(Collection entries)
---

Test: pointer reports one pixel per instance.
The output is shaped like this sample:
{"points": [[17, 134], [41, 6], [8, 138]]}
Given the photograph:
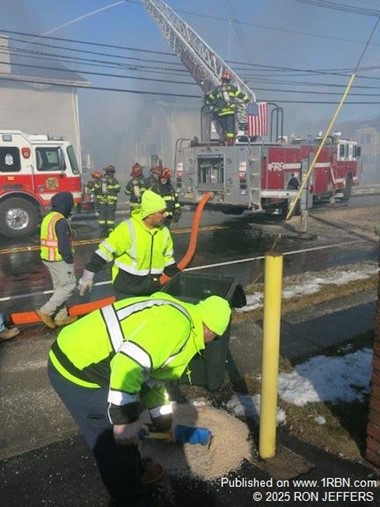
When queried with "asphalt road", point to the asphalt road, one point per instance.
{"points": [[43, 461]]}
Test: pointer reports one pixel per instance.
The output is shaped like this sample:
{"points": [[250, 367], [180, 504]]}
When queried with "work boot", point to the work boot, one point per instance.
{"points": [[63, 321], [9, 332], [46, 319]]}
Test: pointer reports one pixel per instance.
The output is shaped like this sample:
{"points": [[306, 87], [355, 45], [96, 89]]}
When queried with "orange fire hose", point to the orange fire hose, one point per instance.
{"points": [[23, 318]]}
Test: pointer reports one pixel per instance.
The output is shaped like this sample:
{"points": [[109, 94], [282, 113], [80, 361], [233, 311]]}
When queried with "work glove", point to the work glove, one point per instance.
{"points": [[86, 282]]}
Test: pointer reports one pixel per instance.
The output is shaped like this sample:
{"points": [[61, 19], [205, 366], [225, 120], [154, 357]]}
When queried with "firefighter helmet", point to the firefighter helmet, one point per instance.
{"points": [[226, 76], [156, 171], [136, 170], [165, 173]]}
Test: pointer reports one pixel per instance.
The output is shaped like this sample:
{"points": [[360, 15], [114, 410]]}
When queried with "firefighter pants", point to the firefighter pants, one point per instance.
{"points": [[107, 215], [227, 124], [119, 466], [64, 283]]}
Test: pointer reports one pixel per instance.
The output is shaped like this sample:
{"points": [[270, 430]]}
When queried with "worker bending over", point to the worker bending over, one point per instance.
{"points": [[109, 366]]}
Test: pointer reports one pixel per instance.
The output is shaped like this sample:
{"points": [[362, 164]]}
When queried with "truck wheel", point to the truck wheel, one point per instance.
{"points": [[347, 189], [18, 218]]}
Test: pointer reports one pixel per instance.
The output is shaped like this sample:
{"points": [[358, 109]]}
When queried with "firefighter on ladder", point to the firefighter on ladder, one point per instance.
{"points": [[106, 195], [223, 102], [135, 186]]}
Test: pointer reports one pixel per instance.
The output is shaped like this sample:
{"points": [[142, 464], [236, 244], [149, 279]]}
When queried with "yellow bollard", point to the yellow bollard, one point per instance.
{"points": [[271, 353]]}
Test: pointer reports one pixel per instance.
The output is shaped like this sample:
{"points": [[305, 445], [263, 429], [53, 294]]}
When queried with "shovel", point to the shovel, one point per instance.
{"points": [[182, 435]]}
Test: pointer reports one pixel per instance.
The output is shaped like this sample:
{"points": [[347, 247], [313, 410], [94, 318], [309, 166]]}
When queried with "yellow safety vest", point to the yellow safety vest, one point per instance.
{"points": [[48, 237]]}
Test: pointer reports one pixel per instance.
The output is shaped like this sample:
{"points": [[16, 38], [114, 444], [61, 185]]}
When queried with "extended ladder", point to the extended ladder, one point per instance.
{"points": [[197, 56]]}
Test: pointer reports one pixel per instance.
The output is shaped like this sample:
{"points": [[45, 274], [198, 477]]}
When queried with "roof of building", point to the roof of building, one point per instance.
{"points": [[24, 63]]}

---

Your job is to copy every entry exactly. Omit the pictures.

Your response:
Test: pointer reports one pixel per instance.
The output is shaped like this sample:
{"points": [[17, 134], [41, 6], [8, 138]]}
Given the photograph:
When queried with "asphalt road", point to the asphalt road, one point per instance.
{"points": [[43, 461]]}
Test: pointer reports one pixel per instance.
The output is shaped like this sample:
{"points": [[250, 367], [180, 504]]}
When queried with "work boot", point to the work boot, one point per instance.
{"points": [[63, 321], [9, 332], [46, 319]]}
Test: pointer reports one pixel per instance.
The output is shaped like this sample:
{"points": [[306, 87], [355, 45], [96, 89]]}
When queried with "orange fire hose", point to the orange fire hose, one point per instance.
{"points": [[23, 318]]}
Test: pointer reports one pixel per instance.
The output is shaped like this sample:
{"points": [[109, 94], [282, 113], [80, 361], [233, 311]]}
When queried with "work glove", point to the work glove, one point per instance.
{"points": [[86, 282]]}
Test: pointer reports one pixel per instance.
The output is shaped like this sample:
{"points": [[61, 19], [205, 366], [225, 120], [154, 357]]}
When queried with "firefighter helmet", point to the firefighter helmet, one point per instance.
{"points": [[226, 76], [156, 171], [136, 170], [165, 173]]}
Test: pointer reports one pixel per instance.
The output is shaped like this sample:
{"points": [[360, 15], [114, 410]]}
When queried with "firefighter pants", point to the firefighter pants, one point per instance.
{"points": [[107, 215], [227, 124], [119, 466], [64, 283]]}
Test: pointer reports one pixel per instance.
The output is shaped like this sample:
{"points": [[270, 430]]}
When queried with "worker bending over", point to the worker bending over, one point per instance.
{"points": [[109, 366]]}
Test: pointer reports one pixel per instance.
The output is shaped like this sample:
{"points": [[362, 164]]}
When queried with "truck wheel", point to the truck wheel, one point per instance.
{"points": [[347, 189], [18, 218]]}
Test: pointer reports one pixel per instance.
The output is shaped like this sample:
{"points": [[358, 109]]}
When queried with "firefighter on ladder", point to the firefighter on ladder, one point per instance.
{"points": [[106, 195], [223, 102], [135, 186]]}
Test: pointer reports one pixel per instance.
The output is shaped like this sample:
{"points": [[142, 464], [236, 244], [149, 279]]}
When queried with "yellow bollard", point to the yellow bollard, one point per instance.
{"points": [[271, 353]]}
Test: pointer reports one pixel per instance.
The output is shaped like this sample:
{"points": [[305, 445], [263, 429], [53, 294]]}
When queried with "shovel", point to the shovel, one point per instance.
{"points": [[182, 435]]}
Test: pointer reports one pixel per instance.
The output is shaped like this sample:
{"points": [[347, 247], [313, 410], [94, 318], [309, 166]]}
When queried with "yellow safety vest", point to the yellow safety vest, one point per instance.
{"points": [[48, 237]]}
Test: pointer reports one pixel per instance.
The output is shaped like this sample:
{"points": [[16, 38], [114, 444], [61, 185]]}
When queried with "extended ladder", point to the extended ladder, one point per instance.
{"points": [[197, 56]]}
Test: pointer reports one pixel per instance.
The output is shaped like this sample:
{"points": [[45, 274], [198, 477]]}
When queried with "roof of building", point to the roof of building, one point per instance.
{"points": [[24, 63]]}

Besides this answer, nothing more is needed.